Exercise aim: Continue the news report on Michigan's Jayden's Law, about medical cannabis for students at school, from the point where it stops.

Document passage:
LANSING, Mich. (CBS DETROIT) - It is the second attempt at Jayden's Law, a two-bill package introduced by Democrats in the Michigan House that would allow students to use medical cannabis at school.
The bill's sponsors say they want all students to be allowed to take the medicine they need without interrupting academic time.
"What it does is allow medical marijuana pediatric patients to have their medication in the schools the same way anyone else has their medications stored," said state Rep. Jimmie Wilson Jr., a bill sponsor. "The same way, whether it be in a nurse's office or an administration office, they would go up and access their medication the same way anyone else would, and they would go back to class."
The way things work now, a student with access to medical cannabis is checked out of school and taken at least 1,000 feet away from the building to take their dose. The student is then checked back into school.
"It is an inconvenience for students who take this medicine. Most of those students who have autism or have chronic pain or epilepsy have to take time out of the school day, miss instructional hours and go off campus to take medicine, and then come back," said Dylan Wegela, a bill sponsor. "This would simply make their day a lot more cohesive."
According to the bill's language, a student's cannabis would need to be prescribed by a doctor. The cannabis would also need to be "unsmokable."
"This is normally tinctures, pill form, CBD, things of that nature that they will be able to go up into the office, take their medication, and go back to class," said Wilson. "They wouldn't be able to just walk around the school with it."

Information supplied:

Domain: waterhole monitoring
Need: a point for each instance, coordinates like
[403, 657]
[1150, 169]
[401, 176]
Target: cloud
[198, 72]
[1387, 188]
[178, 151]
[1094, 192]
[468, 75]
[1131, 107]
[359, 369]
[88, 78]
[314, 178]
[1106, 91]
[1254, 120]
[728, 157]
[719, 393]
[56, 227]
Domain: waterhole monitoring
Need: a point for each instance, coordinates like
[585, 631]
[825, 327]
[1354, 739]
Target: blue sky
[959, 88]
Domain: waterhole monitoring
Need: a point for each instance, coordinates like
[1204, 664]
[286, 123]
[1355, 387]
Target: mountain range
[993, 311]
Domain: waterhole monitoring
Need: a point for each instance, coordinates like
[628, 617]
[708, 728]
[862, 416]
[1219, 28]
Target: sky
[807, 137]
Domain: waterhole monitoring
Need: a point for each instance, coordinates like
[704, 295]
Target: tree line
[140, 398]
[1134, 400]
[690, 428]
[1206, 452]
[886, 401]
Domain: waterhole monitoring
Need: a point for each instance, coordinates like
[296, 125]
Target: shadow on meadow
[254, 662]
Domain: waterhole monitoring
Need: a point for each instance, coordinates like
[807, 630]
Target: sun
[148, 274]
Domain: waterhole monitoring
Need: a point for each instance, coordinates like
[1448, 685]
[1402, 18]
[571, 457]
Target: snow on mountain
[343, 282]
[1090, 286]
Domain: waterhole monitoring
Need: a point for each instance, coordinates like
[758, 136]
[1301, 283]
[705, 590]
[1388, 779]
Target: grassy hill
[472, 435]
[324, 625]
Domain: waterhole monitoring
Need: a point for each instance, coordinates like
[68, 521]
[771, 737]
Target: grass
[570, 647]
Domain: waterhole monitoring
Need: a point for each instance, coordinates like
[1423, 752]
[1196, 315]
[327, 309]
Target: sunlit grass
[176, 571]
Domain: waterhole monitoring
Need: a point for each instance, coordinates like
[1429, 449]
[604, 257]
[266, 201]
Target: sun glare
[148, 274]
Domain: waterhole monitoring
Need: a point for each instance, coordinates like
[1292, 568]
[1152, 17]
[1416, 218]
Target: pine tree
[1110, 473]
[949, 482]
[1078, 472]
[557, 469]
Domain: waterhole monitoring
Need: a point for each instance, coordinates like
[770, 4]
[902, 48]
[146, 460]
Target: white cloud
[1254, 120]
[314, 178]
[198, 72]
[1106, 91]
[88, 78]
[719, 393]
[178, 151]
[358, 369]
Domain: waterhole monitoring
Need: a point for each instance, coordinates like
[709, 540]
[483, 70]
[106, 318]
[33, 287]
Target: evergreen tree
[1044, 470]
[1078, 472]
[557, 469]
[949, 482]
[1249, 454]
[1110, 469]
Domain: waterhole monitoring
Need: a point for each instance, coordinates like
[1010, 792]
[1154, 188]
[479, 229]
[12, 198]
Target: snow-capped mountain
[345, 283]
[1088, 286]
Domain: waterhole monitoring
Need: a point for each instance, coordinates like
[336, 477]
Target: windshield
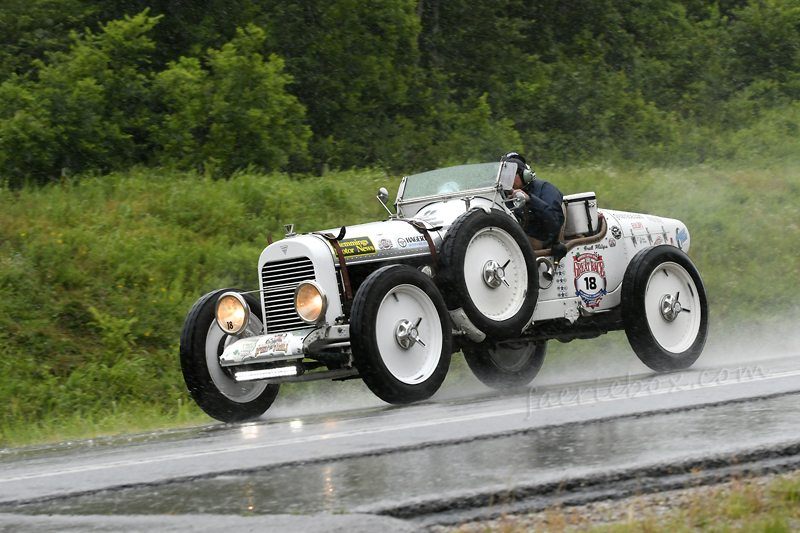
[451, 179]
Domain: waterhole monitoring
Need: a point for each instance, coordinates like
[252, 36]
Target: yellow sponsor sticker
[357, 246]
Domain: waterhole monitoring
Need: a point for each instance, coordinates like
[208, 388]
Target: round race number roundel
[590, 278]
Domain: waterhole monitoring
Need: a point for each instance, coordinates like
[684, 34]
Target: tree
[232, 112]
[83, 109]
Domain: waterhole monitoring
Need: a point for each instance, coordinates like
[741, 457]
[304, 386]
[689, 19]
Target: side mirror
[383, 197]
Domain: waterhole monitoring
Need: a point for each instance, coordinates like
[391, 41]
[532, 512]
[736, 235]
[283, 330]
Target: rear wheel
[488, 268]
[400, 334]
[212, 387]
[507, 365]
[665, 308]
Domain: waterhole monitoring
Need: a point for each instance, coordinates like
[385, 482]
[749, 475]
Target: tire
[507, 365]
[475, 239]
[388, 297]
[663, 335]
[211, 386]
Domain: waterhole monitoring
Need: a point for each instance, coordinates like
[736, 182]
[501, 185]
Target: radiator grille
[279, 280]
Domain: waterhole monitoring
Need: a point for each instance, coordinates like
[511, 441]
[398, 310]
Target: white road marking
[386, 429]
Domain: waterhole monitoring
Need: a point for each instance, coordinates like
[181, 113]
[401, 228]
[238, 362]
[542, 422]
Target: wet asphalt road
[371, 458]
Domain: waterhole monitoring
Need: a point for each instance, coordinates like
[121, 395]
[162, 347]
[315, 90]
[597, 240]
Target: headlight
[233, 313]
[310, 301]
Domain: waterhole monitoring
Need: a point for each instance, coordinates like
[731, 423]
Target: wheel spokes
[407, 334]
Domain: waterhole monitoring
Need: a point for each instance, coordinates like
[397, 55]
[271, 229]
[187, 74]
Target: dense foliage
[300, 87]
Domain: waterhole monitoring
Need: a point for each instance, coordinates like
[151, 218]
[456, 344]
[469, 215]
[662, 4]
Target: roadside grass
[744, 504]
[96, 276]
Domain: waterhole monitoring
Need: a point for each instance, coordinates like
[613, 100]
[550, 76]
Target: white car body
[580, 297]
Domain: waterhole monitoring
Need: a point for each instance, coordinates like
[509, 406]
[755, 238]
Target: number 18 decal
[590, 278]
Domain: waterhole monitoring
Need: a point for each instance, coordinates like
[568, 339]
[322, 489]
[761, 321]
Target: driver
[542, 214]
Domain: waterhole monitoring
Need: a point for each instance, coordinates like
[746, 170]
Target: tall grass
[97, 275]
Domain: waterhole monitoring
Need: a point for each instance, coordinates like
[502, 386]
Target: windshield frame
[488, 189]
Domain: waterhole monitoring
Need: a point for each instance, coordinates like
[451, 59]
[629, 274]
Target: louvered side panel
[279, 281]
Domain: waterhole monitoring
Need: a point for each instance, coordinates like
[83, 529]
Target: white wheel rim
[243, 392]
[504, 301]
[417, 363]
[675, 334]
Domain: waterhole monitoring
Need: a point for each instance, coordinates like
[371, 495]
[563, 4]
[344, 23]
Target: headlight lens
[232, 313]
[310, 302]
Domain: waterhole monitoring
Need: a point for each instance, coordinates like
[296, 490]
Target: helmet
[523, 169]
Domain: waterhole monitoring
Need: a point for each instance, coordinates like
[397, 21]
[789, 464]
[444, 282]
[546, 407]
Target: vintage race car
[389, 302]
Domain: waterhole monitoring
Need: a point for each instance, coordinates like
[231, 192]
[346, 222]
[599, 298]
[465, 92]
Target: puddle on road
[538, 456]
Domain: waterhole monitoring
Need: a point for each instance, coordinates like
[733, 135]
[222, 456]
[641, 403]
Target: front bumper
[285, 346]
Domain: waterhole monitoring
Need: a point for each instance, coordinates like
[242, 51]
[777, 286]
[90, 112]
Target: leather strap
[420, 227]
[343, 266]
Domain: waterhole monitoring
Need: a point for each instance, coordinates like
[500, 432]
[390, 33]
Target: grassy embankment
[96, 276]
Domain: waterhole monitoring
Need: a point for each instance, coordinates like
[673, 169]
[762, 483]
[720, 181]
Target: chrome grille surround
[279, 279]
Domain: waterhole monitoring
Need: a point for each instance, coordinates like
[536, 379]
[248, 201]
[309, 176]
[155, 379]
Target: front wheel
[507, 365]
[400, 334]
[212, 387]
[664, 308]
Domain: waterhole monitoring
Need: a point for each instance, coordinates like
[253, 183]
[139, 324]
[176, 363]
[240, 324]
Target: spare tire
[488, 268]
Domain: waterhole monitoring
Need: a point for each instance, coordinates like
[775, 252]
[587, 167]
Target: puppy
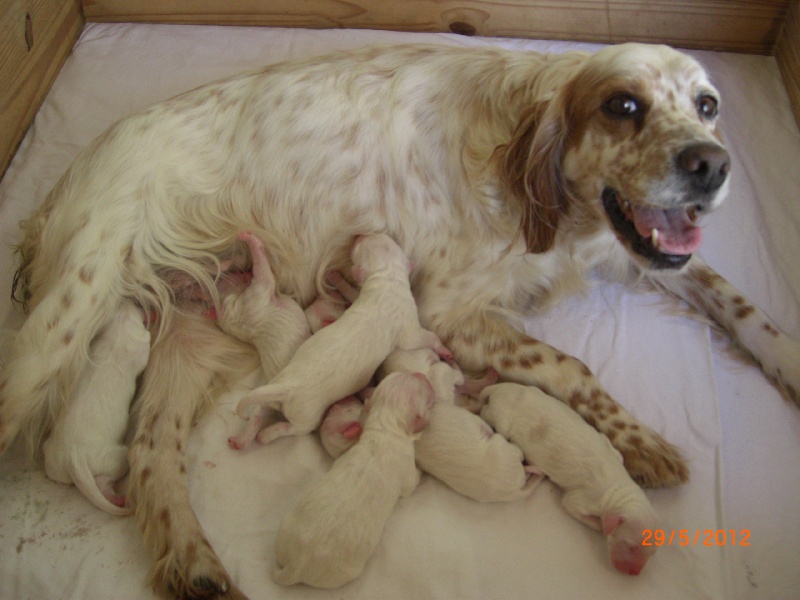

Reply:
The bills include a provision that would allow them to opt out of allowing students to take medical marijuana if the federal government challenged the school.
"At that point, the school can opt to not allow this medication to be in their school," Wilson said. "That way, they don't lose any federal funding. We don't anticipate that happening. But we did put that provision because we know that that could have been a concern."
CBS News Detroit reached out to the Michigan Department of Education for comment on this new legislation. We were redirected to the Michigan Department of Health and Human Services, which wrote in an email the legislation had not been assigned to a state department, and MDHHS had not had time to review it.
For Wegela, this legislation's primary goal is to make students' lives easier.
"I was a public school teacher for seven and a half years, and what is incredibly important is that all of our students have the same access to their medicine as everybody else and making sure that students are treated the same," he said.